# DIRECTIVE:
In the text on Cheryl Phillips below, copy the passage between "Cheryl Phillips is" and "Computational Policy Lab.", inclusive, and change "Big Local News" to "Big Local Data".

Cheryl Phillips is an American data journalist and professor. As of 2014, she has taught data journalism at Stanford University and founded both its Computational Journalism Lab and its Big Local News initiative. As of 2022, she has also served as the director of Stanford's Computational Policy Lab.

== Career ==

=== Seattle Times ===
Between 2002 and 2014, Phillips worked for the Seattle Times. In 2004, Phillips was part of a team that won the Sigma Delta Chi Award for their reporting on the TSA. Phillips was also on the team that gathered and organized the data for the Seattle Times when they were awarded two Pulitzer Prizes for Breaking News Reporting: one in 2010, for a story that covered the shooting deaths of four police officers, and the other in 2015, for their detailed coverage of the Steelhead Haven neighborhood landslide. While working at the Seattle Times, Phillips was the data innovation editor at the time and contributed to the data gathering and data visualization that enhanced both of those stories.

# Records from a data source:
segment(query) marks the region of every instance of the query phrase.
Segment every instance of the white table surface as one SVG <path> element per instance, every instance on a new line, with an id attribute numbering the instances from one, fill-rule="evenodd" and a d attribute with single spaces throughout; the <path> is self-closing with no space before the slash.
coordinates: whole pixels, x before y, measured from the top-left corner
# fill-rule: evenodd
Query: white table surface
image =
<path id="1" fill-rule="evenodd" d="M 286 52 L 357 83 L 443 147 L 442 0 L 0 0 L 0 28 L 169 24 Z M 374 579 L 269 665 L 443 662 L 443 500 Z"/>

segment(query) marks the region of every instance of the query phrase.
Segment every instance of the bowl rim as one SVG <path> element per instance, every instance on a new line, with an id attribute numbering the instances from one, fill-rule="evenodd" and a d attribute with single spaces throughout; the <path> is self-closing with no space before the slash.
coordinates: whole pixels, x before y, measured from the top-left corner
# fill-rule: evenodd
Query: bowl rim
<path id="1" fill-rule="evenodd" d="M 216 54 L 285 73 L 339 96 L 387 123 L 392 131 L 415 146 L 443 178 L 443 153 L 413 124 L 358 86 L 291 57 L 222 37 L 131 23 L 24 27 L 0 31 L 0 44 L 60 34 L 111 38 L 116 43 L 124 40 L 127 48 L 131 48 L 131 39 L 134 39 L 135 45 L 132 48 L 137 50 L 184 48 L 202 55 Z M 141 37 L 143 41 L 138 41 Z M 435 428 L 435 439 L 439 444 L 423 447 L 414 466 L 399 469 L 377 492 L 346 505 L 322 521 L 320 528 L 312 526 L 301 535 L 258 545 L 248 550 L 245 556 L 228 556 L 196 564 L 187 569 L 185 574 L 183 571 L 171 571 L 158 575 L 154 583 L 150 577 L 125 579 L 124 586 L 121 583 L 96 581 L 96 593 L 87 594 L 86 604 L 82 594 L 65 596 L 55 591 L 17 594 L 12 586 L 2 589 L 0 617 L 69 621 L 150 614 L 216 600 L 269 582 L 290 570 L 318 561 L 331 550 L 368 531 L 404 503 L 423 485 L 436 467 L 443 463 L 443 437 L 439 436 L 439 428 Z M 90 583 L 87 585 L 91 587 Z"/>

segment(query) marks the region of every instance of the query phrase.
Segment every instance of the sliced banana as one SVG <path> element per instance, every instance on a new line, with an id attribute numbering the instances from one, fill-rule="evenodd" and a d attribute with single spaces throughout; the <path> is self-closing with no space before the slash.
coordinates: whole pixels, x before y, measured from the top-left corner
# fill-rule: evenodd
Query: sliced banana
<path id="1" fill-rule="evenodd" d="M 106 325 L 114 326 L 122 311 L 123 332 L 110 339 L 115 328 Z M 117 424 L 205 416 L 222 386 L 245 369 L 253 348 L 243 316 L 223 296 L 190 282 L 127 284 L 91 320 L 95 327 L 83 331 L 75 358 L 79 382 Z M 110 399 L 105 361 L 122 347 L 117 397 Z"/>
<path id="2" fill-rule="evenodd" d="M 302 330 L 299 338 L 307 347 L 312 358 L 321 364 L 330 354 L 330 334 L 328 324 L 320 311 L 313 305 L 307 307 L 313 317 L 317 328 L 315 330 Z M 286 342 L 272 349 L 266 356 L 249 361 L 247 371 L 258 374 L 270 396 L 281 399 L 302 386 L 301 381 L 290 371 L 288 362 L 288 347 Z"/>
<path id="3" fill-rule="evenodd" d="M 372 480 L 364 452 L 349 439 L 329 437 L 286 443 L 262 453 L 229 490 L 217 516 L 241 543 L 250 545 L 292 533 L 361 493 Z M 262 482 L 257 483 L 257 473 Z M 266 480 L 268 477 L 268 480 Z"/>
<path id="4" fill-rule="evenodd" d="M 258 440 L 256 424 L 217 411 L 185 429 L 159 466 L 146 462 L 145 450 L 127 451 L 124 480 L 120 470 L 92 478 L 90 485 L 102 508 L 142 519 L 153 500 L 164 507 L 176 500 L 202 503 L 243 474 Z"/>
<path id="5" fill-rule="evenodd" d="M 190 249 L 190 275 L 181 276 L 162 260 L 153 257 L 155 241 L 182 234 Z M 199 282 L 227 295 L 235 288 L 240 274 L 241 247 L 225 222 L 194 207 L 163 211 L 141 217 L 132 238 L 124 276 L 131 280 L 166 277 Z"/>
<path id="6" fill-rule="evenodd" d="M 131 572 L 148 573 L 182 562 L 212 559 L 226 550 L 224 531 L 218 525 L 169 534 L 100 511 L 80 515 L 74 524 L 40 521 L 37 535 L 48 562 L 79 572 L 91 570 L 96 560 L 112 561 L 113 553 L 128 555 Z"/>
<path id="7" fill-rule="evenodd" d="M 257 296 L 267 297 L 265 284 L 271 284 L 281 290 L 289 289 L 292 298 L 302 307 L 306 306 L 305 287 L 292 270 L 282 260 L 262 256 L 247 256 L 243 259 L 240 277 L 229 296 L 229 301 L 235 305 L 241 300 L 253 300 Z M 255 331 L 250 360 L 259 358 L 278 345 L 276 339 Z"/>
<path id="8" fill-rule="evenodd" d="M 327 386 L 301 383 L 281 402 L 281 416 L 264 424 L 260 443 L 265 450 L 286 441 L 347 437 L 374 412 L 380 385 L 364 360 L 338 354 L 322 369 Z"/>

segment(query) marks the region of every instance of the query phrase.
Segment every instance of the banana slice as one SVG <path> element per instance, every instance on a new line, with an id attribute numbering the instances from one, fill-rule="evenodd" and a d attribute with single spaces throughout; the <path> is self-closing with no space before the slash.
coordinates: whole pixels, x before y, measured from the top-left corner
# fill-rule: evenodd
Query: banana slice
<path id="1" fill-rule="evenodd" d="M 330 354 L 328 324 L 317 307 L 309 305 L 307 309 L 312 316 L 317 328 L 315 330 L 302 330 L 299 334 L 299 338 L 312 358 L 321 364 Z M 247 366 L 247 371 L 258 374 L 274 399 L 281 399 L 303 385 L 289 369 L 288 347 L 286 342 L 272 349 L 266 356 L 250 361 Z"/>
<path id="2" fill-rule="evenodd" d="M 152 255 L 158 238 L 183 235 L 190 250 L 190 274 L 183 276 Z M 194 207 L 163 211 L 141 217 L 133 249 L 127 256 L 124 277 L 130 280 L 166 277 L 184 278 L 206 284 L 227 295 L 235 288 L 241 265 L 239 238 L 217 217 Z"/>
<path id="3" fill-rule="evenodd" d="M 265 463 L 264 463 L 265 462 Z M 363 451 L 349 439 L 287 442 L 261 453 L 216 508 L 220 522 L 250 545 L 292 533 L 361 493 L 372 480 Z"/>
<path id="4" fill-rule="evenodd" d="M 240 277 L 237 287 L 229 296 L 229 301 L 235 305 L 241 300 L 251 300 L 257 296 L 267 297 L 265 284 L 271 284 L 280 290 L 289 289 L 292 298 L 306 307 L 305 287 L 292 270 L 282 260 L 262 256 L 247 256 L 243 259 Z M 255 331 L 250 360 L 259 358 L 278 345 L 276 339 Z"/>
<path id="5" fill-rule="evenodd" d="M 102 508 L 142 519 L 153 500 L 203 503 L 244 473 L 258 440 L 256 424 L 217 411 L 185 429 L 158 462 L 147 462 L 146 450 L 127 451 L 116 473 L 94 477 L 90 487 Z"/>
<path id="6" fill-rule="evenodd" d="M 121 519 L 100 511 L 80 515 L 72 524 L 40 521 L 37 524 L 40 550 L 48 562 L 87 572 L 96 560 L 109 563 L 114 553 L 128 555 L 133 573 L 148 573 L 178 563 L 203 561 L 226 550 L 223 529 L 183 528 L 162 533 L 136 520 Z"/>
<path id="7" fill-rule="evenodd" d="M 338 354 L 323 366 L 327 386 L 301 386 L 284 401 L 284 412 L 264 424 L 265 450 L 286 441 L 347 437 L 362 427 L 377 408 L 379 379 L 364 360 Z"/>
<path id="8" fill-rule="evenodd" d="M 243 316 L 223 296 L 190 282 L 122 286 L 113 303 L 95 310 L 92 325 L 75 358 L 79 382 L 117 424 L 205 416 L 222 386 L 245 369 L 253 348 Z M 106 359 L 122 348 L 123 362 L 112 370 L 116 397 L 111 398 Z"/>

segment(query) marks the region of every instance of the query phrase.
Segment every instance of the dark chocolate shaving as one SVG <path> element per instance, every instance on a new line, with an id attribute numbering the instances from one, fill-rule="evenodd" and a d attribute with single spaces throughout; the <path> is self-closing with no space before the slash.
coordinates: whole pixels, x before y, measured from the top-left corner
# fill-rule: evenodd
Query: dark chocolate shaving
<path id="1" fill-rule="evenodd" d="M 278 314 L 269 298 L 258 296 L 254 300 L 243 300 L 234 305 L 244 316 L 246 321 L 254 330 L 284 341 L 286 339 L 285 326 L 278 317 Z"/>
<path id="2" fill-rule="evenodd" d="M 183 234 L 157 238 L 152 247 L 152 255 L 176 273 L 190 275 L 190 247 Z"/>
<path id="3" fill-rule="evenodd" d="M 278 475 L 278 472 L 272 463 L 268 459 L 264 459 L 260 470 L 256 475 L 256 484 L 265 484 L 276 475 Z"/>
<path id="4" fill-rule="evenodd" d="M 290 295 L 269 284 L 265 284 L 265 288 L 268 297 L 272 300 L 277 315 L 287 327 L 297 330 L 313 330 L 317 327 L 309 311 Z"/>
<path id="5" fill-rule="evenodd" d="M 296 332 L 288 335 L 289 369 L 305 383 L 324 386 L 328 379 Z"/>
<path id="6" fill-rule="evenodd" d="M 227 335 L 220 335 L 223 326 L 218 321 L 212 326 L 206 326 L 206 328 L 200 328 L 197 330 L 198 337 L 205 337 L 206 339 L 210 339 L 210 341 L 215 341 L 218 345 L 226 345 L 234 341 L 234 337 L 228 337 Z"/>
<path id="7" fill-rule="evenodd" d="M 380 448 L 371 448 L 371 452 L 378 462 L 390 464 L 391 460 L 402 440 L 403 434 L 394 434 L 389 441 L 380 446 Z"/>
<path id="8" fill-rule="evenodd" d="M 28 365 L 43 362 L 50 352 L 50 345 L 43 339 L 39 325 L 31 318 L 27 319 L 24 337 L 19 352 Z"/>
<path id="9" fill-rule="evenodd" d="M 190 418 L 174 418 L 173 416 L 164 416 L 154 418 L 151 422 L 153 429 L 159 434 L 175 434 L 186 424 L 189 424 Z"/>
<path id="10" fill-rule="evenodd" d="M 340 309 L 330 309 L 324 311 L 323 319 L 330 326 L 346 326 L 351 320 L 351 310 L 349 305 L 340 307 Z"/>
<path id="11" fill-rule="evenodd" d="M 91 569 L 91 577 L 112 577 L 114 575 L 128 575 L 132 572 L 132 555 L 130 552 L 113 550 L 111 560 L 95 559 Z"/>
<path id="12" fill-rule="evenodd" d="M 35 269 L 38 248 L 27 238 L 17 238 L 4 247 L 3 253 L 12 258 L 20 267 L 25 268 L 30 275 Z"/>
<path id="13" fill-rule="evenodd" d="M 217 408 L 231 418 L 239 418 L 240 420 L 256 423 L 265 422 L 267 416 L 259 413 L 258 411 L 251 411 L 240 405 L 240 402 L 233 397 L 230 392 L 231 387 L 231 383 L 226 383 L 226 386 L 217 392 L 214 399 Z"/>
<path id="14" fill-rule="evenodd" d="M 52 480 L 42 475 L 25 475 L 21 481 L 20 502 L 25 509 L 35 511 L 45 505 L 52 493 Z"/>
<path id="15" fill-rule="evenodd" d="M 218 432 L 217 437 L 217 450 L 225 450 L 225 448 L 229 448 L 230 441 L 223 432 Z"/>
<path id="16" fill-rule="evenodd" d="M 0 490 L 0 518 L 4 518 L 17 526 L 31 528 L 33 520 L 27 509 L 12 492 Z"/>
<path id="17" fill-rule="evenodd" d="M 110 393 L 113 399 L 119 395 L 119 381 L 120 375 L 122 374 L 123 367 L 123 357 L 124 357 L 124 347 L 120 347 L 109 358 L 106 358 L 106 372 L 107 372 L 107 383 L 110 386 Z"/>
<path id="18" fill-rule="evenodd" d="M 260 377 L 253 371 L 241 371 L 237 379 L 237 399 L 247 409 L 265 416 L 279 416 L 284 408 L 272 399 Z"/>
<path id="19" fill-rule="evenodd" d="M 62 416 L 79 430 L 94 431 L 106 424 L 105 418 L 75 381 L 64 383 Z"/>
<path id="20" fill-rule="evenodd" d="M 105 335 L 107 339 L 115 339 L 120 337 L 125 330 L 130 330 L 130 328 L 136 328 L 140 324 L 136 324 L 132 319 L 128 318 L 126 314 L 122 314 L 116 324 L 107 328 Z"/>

# COMPLETE OUTPUT:
Cheryl Phillips is an American data journalist and professor. As of 2014, she has taught data journalism at Stanford University and founded both its Computational Journalism Lab and its Big Local Data initiative. As of 2022, she has also served as the director of Stanford's Computational Policy Lab.